**Directions:**
1. Answer these questions from the commentary on Williams and NPR.
(a) What does the commentary say Williams's race is?
(b) How does it describe the news outlets Williams works for?
(c) What activity had Schiller reportedly warned Williams against?
2. Carry on the commentary on Williams and NPR past its final sentence.

#### Supplied text

But was he wrong for expressing this very natural and human feeling of brief xenophobia? Williams, by the way, if it matters, is black. So any NPR-hurling of “racism” at him would be looked-upon as a pot-kettle issue. If you stop his opinion mid-sentence, though, that’s just what you’re doing. Without giving his follow-up statements of “but I realize that I’m being silly and not every Muslim in the world—very few of them, actually—is a terrorist eager to blow every JetBlue flight out of the air” the proper sound bite, that’s exactly the brush he’s being painted with. You can turn it into a “Left-Right” issue or a “PC-Non-PC” issue, but what it really comes down to is, a man, who works as a reporter for two diametrically-opposite news outlets, said something one didn’t like and got shitcanned for it. That he’d said other things they didn’t like in the past should, perhaps, be taken into consideration. If Schiller had indeed warned him in the past of going on Fox with O’Reilly and discussing the inherent evil of the Democrats—“do that and we’ll fire you and take away your Carl Kassel answering machine message faster than you can say “Wait-Wait, Don’t Tell Me’”—maybe he was playing with fire.

########
#### Listed entries

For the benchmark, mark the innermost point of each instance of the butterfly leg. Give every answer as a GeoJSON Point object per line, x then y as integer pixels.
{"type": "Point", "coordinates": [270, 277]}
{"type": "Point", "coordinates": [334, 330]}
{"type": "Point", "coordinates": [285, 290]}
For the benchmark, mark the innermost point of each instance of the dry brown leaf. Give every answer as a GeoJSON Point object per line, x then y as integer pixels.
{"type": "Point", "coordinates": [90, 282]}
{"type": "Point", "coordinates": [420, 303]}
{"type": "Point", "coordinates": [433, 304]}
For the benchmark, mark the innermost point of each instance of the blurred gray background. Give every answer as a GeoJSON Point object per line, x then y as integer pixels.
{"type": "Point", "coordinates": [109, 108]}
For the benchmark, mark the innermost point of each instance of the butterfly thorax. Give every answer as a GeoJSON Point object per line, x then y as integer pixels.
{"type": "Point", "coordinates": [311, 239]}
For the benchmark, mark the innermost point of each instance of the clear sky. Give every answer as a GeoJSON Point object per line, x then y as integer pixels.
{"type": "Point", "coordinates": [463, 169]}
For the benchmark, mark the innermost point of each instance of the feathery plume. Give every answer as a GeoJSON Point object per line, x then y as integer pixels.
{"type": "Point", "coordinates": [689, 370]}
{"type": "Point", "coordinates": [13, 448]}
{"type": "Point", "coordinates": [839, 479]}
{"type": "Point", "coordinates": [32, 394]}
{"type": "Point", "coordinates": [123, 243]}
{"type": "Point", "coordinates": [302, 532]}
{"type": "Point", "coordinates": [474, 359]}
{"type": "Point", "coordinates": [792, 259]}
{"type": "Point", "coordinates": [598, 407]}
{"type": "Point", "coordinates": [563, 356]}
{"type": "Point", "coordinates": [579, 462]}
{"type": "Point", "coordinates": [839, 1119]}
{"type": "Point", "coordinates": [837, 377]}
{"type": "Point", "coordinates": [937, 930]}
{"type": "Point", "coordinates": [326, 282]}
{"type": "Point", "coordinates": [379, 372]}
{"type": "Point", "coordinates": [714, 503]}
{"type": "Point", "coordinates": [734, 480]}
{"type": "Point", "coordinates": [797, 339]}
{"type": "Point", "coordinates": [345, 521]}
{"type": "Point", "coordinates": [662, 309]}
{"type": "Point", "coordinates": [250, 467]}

########

**Outputs by task:**
1.
(a) Black.
(b) As two diametrically-opposite news outlets.
(c) Going on Fox with O'Reilly and discussing the inherent evil of the Democrats.

2.
But we can’t pretend that journalism has evolved since Murrow, though perhaps not much since Winchell (though they share roughly the same points in history). In these days of the not-so-wild West of the Internet, where “Gonzo Journalism” has been taken up as the new name-calling, it’s difficult to find good, impartial reporting without some degree of opinionizing. It’s even taught in journalism classes (currently the second-most useless major after “Flugelhorn”): it is permitted for first-person commentary to be inserted into a non-fiction piece to provide the “human element”, so that the reader knows that Google just found your article and didn’t actually generate it, whether that’s actually coming sooner or later is a different discussion. In the era of 24-hour news shows, that line between play-by-play and color is even thinner.

So where did Williams trip? By accepting one job while working at the other? Thinking that bipartisanism and rationality still existed in the media-crazed human? Thinking that dissent was some sort of a Constitutional right (Dear Christine O’Donnell, show me where in the Constitution it says “Freedom of Speech” or “Freedom of the Press”!)? Or does it really come down to sugaring one employer’s gas tank too often and finally getting caught for spitting on the sidewalk?

I, for one, certainly miss impartiality in the news, but these days when actual “news” is so rare to encounter, I’ll take even the resemblance of fact that I can look up later over what Lindsay Lohan is fucking today.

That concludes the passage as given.